▶ What to work on:
Only these lines of the data below are wanted: the one with "Target: hand gripping bat", the one with "Annotation task — tag each instance of the white uniform", and any lines between them, each repeated exactly.

----- Data for processing -----

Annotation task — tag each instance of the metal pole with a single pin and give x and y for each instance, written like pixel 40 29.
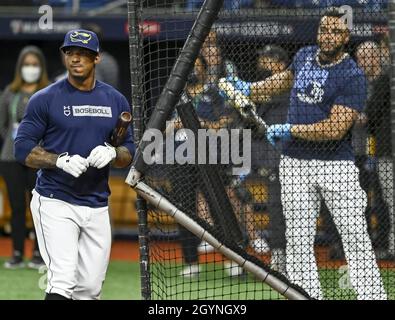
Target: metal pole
pixel 137 76
pixel 391 22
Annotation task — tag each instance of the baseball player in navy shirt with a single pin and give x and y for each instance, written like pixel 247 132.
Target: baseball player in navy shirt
pixel 328 91
pixel 65 133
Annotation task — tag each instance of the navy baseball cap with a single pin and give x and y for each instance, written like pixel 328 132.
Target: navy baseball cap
pixel 81 38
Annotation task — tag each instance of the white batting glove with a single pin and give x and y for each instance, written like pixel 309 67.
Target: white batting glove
pixel 102 156
pixel 74 165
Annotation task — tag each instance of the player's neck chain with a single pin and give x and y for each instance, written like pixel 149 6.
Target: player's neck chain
pixel 340 60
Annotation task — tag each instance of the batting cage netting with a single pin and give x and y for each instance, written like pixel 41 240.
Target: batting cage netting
pixel 265 164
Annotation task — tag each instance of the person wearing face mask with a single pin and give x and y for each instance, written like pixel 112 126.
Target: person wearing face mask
pixel 30 76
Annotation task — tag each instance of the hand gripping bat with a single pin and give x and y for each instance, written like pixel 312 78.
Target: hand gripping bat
pixel 244 105
pixel 121 128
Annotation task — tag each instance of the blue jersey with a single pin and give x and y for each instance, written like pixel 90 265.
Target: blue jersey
pixel 61 118
pixel 315 91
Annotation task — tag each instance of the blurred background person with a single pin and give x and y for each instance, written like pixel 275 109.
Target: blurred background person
pixel 30 76
pixel 272 59
pixel 375 59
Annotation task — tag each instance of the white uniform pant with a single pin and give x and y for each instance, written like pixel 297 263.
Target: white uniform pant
pixel 303 183
pixel 75 243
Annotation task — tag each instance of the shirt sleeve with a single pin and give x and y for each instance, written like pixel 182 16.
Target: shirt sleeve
pixel 32 128
pixel 129 141
pixel 353 94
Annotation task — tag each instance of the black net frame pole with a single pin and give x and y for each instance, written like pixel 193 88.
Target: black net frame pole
pixel 391 23
pixel 137 75
pixel 182 68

-----

▶ Answer section:
Target: hand gripping bat
pixel 244 105
pixel 121 128
Annotation task — tag each instance of the blue jersey with a single pin and give x and y for each instance, written like pixel 90 265.
Target: blue jersey
pixel 61 118
pixel 315 91
Annotation task — tag each instance of the blurred background person with a single pin and give x and y for each instance, written like pixel 275 109.
Target: blurred background person
pixel 30 76
pixel 272 59
pixel 375 59
Annotation task — tag each instance of the white uniform pant with a single pin and give x and y for each instance, written like pixel 297 263.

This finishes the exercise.